- CHECK YOUR UNDERSTANDING:
(A) Write out the part of the introduction on cancer and the microbiome starting with "Furthermore, despite a" and going on through "(Jo et al.)".
(B) Carry on the introduction on cancer and the microbiome from the point where it stops.

Introduction

Each year, an estimated two million Americans receive a cancer diagnosis. Patient characteristics such as age, gender, and general health status can impact cancer progression and response to treatment modalities like chemotherapy. Nonetheless, a crucial yet often overlooked element that may hold significant sway is the patient’s microbiome. While humans possess approximately 20,000 genes in our DNA, we also harbor a substantial number of microbial genes, ranging from 2 to 20 million throughout our various bodily microbiomes.

Furthermore, despite a 99.99% DNA similarity between two strangers, their gut microbiomes may only share 10% similarity. In numerous instances, the microbiome composition dictates medication efficacy and disease susceptibility. For example, one study investigated the effectiveness of Cordyceps militaris extract in overcoming carboplatin resistance in ovarian cancer and found that the extract reduced the viability of carboplatin-resistant SKOV-3 cells and induced apoptosis. (Jo et al.)

Consequently, it is plausible that mycobiomes might partly contribute to the differential cancer progression rates observed in some individuals.

- RECORD SET:

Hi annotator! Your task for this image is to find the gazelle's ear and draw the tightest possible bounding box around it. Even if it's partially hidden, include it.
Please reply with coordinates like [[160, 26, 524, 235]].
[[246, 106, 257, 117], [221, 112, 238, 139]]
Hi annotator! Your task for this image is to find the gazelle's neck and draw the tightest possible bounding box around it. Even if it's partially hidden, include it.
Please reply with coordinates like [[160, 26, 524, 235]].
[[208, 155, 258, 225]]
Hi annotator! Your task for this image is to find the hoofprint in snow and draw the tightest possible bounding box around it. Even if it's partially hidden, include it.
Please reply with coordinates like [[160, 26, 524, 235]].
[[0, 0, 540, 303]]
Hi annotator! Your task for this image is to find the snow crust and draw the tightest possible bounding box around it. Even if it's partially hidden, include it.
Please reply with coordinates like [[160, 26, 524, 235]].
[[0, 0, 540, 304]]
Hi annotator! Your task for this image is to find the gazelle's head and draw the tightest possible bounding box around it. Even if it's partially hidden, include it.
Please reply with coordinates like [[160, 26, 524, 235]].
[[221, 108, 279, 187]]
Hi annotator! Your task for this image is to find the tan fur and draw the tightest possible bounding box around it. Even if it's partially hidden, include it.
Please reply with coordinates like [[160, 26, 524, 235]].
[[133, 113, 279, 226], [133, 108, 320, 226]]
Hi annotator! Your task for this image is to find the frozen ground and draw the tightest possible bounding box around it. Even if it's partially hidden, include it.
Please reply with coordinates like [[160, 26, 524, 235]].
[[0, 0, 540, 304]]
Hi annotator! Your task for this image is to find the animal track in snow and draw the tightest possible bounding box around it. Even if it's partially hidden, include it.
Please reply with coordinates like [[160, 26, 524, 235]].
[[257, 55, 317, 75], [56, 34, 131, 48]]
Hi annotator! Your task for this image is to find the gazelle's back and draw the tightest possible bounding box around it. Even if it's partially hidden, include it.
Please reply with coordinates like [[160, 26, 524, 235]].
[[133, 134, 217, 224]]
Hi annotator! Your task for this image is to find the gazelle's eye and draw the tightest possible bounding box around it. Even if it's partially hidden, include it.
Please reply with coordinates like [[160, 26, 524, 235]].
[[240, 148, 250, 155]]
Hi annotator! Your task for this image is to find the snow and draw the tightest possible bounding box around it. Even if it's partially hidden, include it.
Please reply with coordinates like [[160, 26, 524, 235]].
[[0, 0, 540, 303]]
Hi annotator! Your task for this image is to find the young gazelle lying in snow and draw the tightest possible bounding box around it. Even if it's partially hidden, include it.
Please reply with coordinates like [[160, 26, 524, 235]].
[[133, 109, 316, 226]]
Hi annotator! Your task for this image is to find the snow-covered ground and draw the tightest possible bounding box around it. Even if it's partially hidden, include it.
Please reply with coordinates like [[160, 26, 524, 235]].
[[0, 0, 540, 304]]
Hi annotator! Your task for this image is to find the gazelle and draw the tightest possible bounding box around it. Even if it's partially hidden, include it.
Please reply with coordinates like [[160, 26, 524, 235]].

- RESPONSES IN ORDER:
(A)
Furthermore, despite a 99.99% DNA similarity between two strangers, their gut microbiomes may only share 10% similarity. In numerous instances, the microbiome composition dictates medication efficacy and disease susceptibility. For example, one study investigated the effectiveness of Cordyceps militaris extract in overcoming carboplatin resistance in ovarian cancer and found that the extract reduced the viability of carboplatin-resistant SKOV-3 cells and induced apoptosis. (Jo et al.)

(B)
Literature Review and Discussion of Prior Work

In the past, researchers have found that bacteria microbes were present in over 1500 tumors spanning seven types of cancer (Nejman et al). The study identified both cancer cells and immune cells as being sites for microbiomes, and that the bacterial composition varied by cancer type. Following this, researchers at the University of California, San Diego re-examined sequencing studies in The Cancer Genome Atlas (TCGA) of 33 types of cancer from treatment-naive patients (a total of 18,116 samples) for microbial reads (Poore et al). They found that they could diagnose cancer type in individuals with stage Ia–IIc cancer and cancers lacking any genomic alterations.

Furthermore, they were able to distinguish between healthy individuals and individuals with multiple cancers solely using microbial signatures. Additionally, a paper published earlier this year also found that multi-kingdom microbiota was effective at diagnosing colorectal cancer (Liu et al).

The study that we based our research off of for this project was the pan-cancer analysis which revealed cancer-type-specific fungal ecologies (Poore et al.). In this study mycobial data sourced from TCGA was used to distinguish between multiple types of cancers tumors. However, this study had intentionally left out metadata from the analysis in order to emphasize mycobial community impact. Our goal for this project was to see if the reintroduction of the metadata could have a positive impact on identifying pathological stage and the days between diagnosis and death for individuals with various cancers.